--- start Entries shown ---
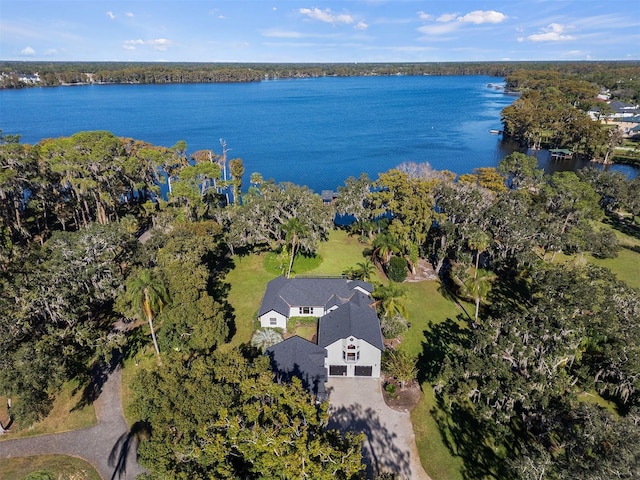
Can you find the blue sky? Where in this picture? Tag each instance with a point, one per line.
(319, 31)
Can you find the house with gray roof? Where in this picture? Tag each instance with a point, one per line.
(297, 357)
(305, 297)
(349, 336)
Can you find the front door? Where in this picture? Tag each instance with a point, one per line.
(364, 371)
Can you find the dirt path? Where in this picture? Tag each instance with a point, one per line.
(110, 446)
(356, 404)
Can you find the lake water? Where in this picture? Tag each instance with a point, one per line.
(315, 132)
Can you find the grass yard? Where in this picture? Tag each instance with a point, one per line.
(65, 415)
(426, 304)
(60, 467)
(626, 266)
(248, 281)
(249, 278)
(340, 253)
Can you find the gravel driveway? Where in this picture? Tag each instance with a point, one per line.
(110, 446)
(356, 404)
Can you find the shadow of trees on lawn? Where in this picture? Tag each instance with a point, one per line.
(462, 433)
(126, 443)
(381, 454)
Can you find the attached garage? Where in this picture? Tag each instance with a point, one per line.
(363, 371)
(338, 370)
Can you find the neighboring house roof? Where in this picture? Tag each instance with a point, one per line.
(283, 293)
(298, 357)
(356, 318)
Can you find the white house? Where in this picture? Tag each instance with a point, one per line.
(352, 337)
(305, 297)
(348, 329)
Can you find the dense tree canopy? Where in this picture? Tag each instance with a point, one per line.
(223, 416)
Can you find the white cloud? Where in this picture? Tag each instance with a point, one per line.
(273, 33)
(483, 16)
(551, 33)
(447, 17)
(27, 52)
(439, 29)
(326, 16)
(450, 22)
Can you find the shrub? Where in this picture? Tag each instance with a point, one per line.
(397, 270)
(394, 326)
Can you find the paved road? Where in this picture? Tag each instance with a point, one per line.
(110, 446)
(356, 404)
--- end Entries shown ---
-- What to produce --
Write out the listing above exactly as it stands, pictures excluded.

-- Answer below --
Can you find the blue sky? Where in this picture? Tag each instance with a point, one per line.
(319, 31)
Can you find the house with gray roof? Where in this picture? Tag each instance with a point, one per line.
(297, 357)
(305, 297)
(349, 336)
Can you find the front door? Where in this picture? Tag each instance with a point, one per line.
(364, 371)
Can you find the dirt path? Where in this picture? Tag each instance with a point, one per line.
(110, 446)
(356, 404)
Can you find the lake water? Where in this picture? Tag each instance with a point, one per line.
(315, 132)
Can you find the grass yard? Where in this picture? Tag each instance with a point, one per line.
(65, 415)
(426, 304)
(60, 467)
(626, 266)
(248, 281)
(249, 278)
(340, 253)
Can you find the gravel driveway? Where in this picture? Tag each instance with a point, one per line.
(110, 446)
(356, 404)
Can you find the shadow of trees on lawn? Where in this picture? Tag each instance with a point, one per line.
(462, 433)
(126, 443)
(381, 454)
Can you find the attached garage? Where in this picture? Tag each instance with a point, one per line.
(363, 371)
(338, 370)
Can you find the neighboring house roof? Where in this picture? Tag each instance with a point, one per line.
(283, 293)
(298, 357)
(356, 318)
Can you find the white house? Where in this picture? Tag each instance with a point, one per line.
(352, 337)
(305, 297)
(348, 329)
Can you find the dense tree canopy? Where in this picture? Tag each instance with a point, one per line.
(223, 416)
Can you find the white cloud? Where in this picture? Tag each instance with a point, one per line.
(273, 33)
(483, 16)
(551, 33)
(447, 17)
(27, 52)
(439, 29)
(326, 16)
(450, 22)
Can you find the shrub? Where in this picture? Tag each instance with a point, one per line.
(397, 270)
(394, 326)
Can you find the paved road? Where in this picture? Tag each instance with a point, one per line.
(110, 446)
(356, 404)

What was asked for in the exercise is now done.